SUPPLIED RECORDS:
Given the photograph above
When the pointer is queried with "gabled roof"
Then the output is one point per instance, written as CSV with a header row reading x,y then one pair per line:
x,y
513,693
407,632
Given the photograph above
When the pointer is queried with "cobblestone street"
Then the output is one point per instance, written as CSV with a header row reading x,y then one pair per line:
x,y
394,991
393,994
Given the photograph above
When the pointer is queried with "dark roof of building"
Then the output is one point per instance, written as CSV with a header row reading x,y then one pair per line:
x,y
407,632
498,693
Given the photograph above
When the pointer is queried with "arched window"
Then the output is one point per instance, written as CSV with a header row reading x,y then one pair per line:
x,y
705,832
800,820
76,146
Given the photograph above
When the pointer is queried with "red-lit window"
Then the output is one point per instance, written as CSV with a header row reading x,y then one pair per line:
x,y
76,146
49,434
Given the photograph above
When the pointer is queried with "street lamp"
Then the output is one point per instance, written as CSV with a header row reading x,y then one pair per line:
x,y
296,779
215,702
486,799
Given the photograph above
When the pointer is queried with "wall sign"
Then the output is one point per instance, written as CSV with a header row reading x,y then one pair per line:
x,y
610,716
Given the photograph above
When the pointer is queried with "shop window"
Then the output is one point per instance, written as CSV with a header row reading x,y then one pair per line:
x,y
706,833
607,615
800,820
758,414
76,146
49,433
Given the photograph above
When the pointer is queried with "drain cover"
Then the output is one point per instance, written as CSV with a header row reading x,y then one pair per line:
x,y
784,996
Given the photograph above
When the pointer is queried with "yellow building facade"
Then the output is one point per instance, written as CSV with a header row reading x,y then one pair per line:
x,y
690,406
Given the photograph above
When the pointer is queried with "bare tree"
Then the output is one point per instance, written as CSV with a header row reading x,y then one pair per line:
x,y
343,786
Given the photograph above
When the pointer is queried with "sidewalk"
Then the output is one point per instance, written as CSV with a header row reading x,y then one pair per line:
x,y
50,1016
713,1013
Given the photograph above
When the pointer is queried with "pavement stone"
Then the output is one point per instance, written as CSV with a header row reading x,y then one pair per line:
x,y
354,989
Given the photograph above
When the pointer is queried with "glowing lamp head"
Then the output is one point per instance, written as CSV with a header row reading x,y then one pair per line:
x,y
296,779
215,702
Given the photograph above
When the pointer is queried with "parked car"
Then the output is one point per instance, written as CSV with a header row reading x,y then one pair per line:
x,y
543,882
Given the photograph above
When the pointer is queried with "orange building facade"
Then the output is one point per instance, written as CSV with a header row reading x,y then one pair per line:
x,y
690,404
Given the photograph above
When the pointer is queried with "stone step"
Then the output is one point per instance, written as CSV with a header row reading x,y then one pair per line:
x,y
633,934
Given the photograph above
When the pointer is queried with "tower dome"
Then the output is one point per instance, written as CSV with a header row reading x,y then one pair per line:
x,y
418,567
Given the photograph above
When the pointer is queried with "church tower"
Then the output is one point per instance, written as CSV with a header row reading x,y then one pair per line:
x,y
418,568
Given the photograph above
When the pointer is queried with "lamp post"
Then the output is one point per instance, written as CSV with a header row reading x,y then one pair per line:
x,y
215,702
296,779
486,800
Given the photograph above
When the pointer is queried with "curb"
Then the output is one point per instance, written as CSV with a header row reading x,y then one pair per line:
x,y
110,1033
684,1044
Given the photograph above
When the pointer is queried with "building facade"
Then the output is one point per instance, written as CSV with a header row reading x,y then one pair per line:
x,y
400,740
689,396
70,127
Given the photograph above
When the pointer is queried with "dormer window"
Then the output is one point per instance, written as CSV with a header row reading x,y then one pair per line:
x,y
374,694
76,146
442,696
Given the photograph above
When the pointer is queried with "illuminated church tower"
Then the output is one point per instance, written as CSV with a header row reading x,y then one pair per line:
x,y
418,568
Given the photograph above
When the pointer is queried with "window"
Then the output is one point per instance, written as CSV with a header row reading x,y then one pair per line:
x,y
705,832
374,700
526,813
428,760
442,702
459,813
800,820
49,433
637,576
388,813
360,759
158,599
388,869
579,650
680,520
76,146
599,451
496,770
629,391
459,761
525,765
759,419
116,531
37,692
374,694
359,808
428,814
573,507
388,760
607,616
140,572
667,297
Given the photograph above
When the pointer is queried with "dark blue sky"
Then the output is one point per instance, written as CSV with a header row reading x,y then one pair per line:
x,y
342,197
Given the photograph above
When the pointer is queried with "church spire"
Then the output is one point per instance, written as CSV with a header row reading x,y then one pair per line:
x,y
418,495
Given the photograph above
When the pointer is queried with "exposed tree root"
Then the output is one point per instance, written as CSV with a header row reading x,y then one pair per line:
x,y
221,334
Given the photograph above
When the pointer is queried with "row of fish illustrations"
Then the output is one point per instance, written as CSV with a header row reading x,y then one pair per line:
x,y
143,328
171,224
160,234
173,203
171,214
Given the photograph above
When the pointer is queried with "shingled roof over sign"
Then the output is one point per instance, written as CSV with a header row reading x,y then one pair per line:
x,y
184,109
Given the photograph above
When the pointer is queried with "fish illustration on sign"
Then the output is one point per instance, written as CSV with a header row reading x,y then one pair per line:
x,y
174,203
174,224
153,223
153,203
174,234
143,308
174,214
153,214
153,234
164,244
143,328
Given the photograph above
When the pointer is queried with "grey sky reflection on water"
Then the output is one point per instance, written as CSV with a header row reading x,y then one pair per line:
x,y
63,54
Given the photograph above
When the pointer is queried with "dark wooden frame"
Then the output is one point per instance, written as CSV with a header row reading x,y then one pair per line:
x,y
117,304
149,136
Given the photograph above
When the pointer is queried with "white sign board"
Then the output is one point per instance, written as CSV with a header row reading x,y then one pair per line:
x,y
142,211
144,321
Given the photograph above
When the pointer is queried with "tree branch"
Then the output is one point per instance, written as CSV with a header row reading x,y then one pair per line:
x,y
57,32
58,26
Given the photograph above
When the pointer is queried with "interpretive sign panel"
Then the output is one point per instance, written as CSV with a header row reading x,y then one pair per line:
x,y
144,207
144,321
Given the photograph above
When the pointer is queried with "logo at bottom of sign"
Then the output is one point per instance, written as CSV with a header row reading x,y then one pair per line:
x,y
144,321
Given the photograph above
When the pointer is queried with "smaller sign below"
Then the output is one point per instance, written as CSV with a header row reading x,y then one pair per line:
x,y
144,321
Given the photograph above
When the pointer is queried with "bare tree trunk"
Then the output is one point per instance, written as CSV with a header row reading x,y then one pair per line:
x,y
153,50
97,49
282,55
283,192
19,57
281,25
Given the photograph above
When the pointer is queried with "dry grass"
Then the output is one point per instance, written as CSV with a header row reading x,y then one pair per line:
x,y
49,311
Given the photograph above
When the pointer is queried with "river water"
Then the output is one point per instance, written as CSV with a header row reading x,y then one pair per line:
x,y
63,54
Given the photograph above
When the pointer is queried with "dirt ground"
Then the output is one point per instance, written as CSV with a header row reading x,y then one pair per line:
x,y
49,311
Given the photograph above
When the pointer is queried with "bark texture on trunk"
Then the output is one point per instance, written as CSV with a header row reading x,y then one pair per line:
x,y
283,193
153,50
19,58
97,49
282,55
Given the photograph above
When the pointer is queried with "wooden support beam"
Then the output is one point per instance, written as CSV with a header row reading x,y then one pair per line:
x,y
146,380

EXERCISE AIM:
Only a number should be given: the count of lines above that contain the word "bare".

WRITTEN RESPONSE:
2